■ Exercise directions:
In the data that follows, find the line containing "Labeling batch C. For the image above, tag the camouflage jacket"; then quote that line and every line after it, exactly, through the last one.
++++ Provided records ++++
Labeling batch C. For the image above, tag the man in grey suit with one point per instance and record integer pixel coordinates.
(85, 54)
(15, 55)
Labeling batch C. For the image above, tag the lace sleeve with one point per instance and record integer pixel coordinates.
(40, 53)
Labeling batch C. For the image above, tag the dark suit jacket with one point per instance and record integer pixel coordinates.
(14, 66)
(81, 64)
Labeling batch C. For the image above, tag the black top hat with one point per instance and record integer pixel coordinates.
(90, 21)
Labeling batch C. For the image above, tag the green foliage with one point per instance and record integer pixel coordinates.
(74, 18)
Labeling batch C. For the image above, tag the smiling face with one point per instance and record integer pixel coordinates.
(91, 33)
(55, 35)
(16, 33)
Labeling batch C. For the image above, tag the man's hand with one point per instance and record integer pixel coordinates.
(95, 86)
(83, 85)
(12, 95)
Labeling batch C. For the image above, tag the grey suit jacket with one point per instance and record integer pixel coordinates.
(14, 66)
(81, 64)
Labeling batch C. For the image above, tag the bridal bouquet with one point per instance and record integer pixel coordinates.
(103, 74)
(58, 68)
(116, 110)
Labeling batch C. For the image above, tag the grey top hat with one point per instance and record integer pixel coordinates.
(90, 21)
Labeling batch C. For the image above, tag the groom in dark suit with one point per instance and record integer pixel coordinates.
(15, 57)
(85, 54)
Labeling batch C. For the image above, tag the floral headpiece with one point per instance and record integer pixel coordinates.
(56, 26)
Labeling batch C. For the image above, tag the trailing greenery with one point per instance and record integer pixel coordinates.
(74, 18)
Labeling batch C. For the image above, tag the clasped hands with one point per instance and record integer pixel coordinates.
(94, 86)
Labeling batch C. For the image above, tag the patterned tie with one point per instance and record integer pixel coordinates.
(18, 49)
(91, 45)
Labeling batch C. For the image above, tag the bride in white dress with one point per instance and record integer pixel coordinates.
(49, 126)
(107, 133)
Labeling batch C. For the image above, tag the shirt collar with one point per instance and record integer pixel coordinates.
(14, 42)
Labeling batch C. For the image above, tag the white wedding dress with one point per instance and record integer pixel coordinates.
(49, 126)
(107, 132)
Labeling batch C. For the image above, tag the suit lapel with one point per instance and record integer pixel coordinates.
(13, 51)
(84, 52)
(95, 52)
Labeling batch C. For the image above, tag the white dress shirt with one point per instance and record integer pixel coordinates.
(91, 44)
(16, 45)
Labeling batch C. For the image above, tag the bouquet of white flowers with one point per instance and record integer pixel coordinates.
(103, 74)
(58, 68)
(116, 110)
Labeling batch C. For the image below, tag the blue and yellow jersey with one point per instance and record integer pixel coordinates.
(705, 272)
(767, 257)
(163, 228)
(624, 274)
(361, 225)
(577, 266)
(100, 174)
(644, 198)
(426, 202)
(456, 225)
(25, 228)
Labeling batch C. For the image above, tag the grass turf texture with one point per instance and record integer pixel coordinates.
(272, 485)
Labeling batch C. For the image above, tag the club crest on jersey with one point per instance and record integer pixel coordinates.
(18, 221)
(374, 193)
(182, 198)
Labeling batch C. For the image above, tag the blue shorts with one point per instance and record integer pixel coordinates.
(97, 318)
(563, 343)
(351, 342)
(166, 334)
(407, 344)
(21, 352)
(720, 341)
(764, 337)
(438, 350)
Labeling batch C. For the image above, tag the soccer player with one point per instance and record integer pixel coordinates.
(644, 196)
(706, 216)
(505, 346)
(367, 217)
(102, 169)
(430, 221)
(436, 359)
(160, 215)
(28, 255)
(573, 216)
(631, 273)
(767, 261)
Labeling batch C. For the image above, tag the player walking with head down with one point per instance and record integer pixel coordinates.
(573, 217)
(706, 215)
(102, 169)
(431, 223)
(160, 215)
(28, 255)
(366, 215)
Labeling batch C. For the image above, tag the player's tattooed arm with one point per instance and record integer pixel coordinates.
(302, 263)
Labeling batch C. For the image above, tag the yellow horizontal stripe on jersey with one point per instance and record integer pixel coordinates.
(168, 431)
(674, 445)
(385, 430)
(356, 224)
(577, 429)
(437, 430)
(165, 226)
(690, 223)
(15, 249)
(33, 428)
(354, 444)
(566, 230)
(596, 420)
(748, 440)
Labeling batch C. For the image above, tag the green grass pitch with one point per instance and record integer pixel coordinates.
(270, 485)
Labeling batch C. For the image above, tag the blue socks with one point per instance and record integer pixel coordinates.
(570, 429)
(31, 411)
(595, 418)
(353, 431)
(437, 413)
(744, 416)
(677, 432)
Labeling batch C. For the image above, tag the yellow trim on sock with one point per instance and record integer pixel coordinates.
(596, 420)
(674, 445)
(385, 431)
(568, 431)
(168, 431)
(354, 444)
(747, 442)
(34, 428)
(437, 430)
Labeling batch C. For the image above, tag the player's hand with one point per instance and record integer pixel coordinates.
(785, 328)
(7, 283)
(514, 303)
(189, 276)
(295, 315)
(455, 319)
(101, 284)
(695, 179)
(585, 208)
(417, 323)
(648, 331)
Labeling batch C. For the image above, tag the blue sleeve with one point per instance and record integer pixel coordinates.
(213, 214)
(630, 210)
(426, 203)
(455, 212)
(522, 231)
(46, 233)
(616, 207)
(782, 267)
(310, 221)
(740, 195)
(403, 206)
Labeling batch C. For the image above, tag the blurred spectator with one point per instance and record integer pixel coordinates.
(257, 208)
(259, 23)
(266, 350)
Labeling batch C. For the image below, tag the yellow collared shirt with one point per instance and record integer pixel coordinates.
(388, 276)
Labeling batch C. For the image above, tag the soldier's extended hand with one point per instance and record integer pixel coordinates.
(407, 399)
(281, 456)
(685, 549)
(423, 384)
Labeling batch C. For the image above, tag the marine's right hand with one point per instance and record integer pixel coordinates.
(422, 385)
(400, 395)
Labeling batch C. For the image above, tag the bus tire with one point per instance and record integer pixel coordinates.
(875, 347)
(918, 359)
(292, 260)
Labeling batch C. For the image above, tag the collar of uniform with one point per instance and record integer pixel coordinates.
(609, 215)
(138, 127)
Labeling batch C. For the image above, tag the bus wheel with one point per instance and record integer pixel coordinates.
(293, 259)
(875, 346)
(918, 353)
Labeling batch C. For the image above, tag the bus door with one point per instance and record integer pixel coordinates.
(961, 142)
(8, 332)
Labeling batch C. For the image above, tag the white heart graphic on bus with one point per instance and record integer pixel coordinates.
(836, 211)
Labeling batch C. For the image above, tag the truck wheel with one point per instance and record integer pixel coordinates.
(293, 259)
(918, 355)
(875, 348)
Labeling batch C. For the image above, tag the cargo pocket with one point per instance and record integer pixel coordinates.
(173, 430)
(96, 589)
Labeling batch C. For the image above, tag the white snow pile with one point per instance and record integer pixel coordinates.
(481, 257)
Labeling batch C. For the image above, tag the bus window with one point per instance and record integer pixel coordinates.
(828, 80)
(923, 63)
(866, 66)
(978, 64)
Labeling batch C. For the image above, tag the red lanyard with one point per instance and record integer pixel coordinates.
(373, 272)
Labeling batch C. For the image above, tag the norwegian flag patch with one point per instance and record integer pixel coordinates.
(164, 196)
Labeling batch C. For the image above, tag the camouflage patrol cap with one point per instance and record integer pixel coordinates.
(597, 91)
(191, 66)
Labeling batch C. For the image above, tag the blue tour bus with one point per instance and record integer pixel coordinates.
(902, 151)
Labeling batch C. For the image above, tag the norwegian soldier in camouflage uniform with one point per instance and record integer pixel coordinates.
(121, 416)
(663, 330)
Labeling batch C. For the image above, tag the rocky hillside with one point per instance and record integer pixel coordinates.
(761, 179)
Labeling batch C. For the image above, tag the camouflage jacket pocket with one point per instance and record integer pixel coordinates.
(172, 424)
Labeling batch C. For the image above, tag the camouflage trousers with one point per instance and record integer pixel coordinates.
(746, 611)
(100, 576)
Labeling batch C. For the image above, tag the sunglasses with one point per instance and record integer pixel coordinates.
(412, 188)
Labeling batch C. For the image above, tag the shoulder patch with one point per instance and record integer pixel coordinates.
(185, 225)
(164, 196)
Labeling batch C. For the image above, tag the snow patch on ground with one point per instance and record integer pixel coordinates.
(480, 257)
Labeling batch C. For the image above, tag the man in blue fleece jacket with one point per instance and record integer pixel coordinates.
++++
■ Task response:
Labeling batch C. For the image above, tag the camouflage jacket pocket with one point per instance and record integer pixel coordinates.
(172, 424)
Labeling batch C. For the image above, tag the camouflage trousers with one point per instance and record integer pixel coordinates.
(746, 611)
(100, 576)
Labeling batch C. For the image above, tag the sunglasses with one point per instance and record integer pixel coordinates.
(412, 188)
Labeling batch C. For the image above, tag the shoulder patch with one point per instance and record integer pixel coordinates.
(185, 225)
(164, 196)
Labeling batch C. For the image above, tag the snow patch on ground with one point per instance and record integer pixel coordinates.
(480, 257)
Labeling batch C. For the image above, tag the man in blue fleece jacket with one point per instance and record integer pixel coordinates.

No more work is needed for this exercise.